**AIM OF THE TASK:** Somewhere below are a line with "Query: white cloud" and a later line with "Query: cut wood surface". Output exactly those lines and all lines between them.

**INPUT DATA:**
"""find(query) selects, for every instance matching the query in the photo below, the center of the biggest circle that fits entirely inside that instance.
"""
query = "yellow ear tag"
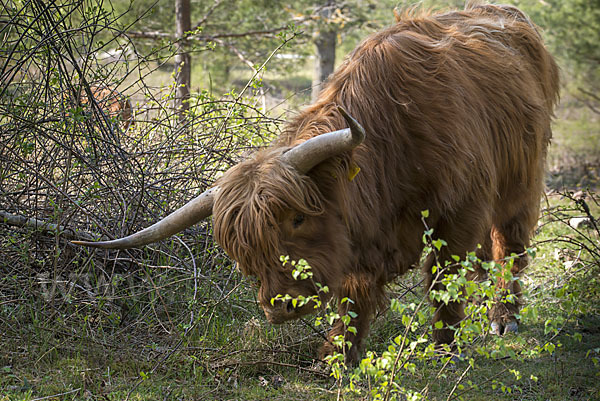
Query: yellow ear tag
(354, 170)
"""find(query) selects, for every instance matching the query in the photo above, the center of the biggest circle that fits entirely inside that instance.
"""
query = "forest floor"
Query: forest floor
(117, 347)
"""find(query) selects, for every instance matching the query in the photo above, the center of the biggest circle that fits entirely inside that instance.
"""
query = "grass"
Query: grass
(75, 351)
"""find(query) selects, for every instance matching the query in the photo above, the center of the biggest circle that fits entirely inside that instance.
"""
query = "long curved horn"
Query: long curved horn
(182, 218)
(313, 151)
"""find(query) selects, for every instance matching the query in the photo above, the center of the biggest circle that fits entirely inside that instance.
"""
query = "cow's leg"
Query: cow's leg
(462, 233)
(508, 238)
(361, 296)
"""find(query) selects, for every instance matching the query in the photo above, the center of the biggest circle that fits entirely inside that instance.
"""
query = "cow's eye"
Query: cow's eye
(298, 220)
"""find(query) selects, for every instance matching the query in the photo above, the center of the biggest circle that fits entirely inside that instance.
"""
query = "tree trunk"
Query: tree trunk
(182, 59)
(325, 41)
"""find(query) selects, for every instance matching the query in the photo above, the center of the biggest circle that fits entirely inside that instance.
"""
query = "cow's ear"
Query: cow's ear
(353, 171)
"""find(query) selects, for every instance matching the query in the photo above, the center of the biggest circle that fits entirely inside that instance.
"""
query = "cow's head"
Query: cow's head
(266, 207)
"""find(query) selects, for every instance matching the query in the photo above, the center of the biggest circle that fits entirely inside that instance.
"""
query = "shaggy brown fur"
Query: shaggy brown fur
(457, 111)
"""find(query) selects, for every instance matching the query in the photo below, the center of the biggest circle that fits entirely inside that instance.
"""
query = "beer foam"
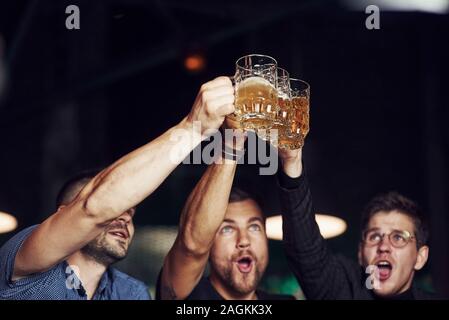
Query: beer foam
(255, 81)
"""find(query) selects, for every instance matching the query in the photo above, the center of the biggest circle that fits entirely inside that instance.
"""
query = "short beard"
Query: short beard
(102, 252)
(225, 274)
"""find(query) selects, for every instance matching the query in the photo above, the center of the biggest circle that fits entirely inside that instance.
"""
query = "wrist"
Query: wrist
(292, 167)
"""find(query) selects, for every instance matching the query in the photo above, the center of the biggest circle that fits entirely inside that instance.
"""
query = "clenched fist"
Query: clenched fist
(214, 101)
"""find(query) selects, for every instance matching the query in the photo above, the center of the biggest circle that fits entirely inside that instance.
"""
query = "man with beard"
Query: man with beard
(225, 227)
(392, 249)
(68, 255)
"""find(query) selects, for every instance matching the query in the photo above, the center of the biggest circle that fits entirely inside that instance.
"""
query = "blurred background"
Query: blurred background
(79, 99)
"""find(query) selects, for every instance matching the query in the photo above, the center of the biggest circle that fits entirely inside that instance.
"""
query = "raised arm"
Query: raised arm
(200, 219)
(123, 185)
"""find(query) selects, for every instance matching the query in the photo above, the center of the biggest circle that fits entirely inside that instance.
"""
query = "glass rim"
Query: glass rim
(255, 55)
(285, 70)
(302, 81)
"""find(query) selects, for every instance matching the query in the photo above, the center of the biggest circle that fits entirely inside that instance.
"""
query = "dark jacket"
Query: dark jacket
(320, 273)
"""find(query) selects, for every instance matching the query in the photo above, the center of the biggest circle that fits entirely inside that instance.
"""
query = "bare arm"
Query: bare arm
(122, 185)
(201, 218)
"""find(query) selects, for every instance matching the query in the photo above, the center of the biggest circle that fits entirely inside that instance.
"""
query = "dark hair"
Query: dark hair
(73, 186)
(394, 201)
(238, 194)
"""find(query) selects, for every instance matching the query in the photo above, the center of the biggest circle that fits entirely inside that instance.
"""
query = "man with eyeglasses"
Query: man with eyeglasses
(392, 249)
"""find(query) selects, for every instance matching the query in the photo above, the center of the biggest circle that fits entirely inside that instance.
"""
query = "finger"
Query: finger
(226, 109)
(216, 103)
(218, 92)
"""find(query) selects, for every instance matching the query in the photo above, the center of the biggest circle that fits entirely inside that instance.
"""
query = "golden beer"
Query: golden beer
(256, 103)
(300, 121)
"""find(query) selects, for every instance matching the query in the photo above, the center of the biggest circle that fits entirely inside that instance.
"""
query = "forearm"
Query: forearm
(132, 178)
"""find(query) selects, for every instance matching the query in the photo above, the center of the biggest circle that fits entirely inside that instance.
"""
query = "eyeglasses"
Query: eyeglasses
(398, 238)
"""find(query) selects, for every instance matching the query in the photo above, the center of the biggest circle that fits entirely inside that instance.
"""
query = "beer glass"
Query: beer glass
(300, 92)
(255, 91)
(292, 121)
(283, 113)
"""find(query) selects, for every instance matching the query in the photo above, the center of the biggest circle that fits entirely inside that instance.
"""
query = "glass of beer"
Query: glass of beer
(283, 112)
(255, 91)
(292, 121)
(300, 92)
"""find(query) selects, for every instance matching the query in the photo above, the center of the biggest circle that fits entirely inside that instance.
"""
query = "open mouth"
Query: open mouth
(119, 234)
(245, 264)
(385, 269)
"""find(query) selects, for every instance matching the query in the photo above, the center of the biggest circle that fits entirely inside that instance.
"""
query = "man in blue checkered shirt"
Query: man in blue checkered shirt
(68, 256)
==
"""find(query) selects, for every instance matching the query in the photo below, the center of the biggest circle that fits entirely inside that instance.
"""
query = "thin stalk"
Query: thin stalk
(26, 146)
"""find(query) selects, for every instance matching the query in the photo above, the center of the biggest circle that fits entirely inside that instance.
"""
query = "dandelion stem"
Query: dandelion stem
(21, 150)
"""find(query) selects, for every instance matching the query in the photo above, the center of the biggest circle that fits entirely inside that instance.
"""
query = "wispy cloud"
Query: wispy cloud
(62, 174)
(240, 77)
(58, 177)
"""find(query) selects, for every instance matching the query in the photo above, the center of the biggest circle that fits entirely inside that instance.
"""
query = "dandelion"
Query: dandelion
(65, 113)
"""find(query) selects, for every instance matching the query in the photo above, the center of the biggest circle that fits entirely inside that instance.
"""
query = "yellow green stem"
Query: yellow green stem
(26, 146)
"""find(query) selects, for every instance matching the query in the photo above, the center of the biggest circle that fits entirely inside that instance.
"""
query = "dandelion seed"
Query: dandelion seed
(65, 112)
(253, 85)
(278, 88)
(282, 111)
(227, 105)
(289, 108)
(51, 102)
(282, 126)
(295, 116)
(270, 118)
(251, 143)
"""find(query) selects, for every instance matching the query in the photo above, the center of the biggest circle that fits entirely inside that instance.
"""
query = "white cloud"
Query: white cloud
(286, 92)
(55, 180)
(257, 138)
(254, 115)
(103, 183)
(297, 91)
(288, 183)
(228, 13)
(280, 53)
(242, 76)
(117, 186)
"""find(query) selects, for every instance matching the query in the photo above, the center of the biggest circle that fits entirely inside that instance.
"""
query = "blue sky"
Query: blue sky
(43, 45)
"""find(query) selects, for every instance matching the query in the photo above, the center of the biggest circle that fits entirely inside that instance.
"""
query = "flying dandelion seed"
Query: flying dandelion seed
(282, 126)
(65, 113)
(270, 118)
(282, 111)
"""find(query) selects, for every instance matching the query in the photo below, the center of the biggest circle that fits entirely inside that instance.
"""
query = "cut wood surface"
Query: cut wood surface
...
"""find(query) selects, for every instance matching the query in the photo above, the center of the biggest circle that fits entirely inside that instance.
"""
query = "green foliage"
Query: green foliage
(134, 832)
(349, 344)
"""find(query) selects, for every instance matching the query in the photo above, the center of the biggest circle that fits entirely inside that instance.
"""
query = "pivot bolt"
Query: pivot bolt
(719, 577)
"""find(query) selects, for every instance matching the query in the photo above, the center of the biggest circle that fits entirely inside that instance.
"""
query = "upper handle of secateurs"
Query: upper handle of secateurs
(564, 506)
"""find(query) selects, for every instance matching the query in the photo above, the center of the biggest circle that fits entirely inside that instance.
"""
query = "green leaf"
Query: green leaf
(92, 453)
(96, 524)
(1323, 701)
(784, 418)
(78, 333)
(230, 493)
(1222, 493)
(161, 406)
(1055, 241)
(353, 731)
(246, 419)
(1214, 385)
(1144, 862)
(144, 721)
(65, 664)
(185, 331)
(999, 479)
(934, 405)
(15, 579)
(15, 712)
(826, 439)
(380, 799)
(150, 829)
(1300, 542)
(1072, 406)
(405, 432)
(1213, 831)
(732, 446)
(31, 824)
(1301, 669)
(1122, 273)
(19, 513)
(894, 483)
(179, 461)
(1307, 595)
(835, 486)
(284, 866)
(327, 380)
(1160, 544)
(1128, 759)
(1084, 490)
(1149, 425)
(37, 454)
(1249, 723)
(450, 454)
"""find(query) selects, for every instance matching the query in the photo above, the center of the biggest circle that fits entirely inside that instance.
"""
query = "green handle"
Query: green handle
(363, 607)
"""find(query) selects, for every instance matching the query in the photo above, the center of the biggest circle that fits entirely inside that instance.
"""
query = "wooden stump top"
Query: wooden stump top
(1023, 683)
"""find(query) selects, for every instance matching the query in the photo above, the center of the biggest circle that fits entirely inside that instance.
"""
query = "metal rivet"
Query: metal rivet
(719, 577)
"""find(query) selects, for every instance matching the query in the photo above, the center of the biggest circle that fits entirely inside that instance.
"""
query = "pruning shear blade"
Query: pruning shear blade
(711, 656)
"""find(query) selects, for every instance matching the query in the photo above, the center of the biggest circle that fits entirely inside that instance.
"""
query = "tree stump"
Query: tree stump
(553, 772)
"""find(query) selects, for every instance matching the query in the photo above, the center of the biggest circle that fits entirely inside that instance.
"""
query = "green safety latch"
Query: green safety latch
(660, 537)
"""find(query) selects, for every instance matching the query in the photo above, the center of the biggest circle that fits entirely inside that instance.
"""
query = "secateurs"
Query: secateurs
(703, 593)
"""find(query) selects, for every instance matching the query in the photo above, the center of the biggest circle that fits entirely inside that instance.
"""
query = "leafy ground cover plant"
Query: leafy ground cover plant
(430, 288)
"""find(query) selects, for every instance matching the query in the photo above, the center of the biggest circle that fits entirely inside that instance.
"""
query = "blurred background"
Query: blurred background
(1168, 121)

**SOLUTION:**
Query: white cloud
(286, 92)
(55, 180)
(257, 138)
(254, 115)
(103, 183)
(297, 91)
(288, 183)
(228, 13)
(280, 53)
(242, 76)
(117, 186)
"""find(query) selects, for every instance matching the query in the photo above, the center of the biggest circle that fits entirely inside that instance.
"""
query = "blue sky"
Query: blue sky
(43, 45)
"""find(query) selects, for every instance matching the query in the photo above, the center of the biggest circle that fits entirely inside that instance.
"""
query = "flying dandelion seed"
Query: flying dandelion seed
(282, 126)
(65, 113)
(270, 118)
(282, 111)
"""find(query) selects, for every instance matching the query in the photo below, the center of the biggest circle that fits entirely inside that instance.
"""
query = "cut wood surface"
Query: cut wood surface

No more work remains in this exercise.